__REQUIRED TASK A__. From the article on tempdb utilization, name every dynamic management view it gives for probing tempdb usage.

SQLServerCentral Article

Real-Time Tracking of Tempdb Utilization Through Reporting Services

,

Introduction

Although SQL Server 2005 has been around for some time, I am sure the feeling of frustration of dealing with tempdb-related issues in earlier versions of the product is a vivid memory for many DBAs. As is the case with other system objects, tempdb in SQL Server 2000 is essentially a black box. Besides access to database-file-size and free-space information, breaking down tempdb utilization to contributions from individual components, such as internal and user objects, is a challenge. This information is vital if the DBA is to make informed decisions that target, on a case-by-case basis, the main culprits of tempdb growth. This all changes with SQL Server 2005. For an excellent discussion on tempdb in SQL Server 2005 I refer the reader to this white paper: Working with tempdb in SQL Server 2005.

Starting with SQL Server 2005, tempdb is used to store three types of objects: internal objects, user objects and version stores (new in SQL Server 2005). Internal objects store intermediate results from query processing operations, such as hash joins and sorts, as well as information related to cursors, INSTEAD OF triggers, the Service Broker and LOB variables. User objects include user-defined and system-catalog tables and indexes, table variables, table-valued-function return values and the mapping index if the SORT_IN_TEMPDB option is selected in online clustered-index builds. Lastly, version stores contain row-versioning information for features, such as snapshot isolation, online indexing, AFTER triggers and Multiple Active Result Sets (MARS). It is clear that an automated way is needed to sort through this wide array of data and target key contributions. This is where the present solution comes in.

SQL Server 2005 comes with three dynamic management views (DMVs) for probing tempdb usage at the instance, session and task level, respectively: sys.dm_db_file_space_usage, sys.dm_db_session_file_usage and sys.dm_db_task_space_usage. In addition to the three types of objects mentioned in the previous paragraph, a fourth type of utilization, mixed extent pages, is exposed by view sys.dm_db_file_space_usage at the instance level. Mixed extents consist of pages allocated to different objects (as opposed to uniform extents with pages dedicated to a single object). A high number of tempdb mixed-extent pages at any given time suggests that a large number of small tempdb objects (temp tables, table variables) is simultaneously being created and/or that there is high extent fragmentation in tempdb.

__RECORDS FOR THIS EXERCISE__.
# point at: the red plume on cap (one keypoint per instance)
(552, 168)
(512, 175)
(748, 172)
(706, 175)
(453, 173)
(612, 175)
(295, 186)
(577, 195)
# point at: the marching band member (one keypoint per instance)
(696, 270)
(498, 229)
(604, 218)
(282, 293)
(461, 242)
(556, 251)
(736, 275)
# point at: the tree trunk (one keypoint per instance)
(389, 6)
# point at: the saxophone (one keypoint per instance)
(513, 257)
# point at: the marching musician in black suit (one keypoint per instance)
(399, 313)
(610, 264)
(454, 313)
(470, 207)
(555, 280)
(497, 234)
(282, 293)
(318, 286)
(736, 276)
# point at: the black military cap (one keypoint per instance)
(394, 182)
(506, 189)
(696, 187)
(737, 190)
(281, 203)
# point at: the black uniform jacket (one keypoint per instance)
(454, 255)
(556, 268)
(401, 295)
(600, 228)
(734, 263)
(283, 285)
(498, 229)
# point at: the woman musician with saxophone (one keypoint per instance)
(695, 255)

__REQUIRED TASK B__. In the listing, take the line containing "# point at: the black uniform" and every line after it through the end. Reproduce those lines with "jacket" changed to "coat" and nothing else altered.

__WORKED SOLUTION A__.
sys.dm_db_file_space_usage
sys.dm_db_session_file_usage
sys.dm_db_task_space_usage

__WORKED SOLUTION B__.
# point at: the black uniform coat (one keypoint per instance)
(454, 255)
(556, 268)
(401, 295)
(600, 228)
(734, 263)
(283, 285)
(498, 229)
# point at: the woman musician with saxophone (one keypoint per instance)
(695, 255)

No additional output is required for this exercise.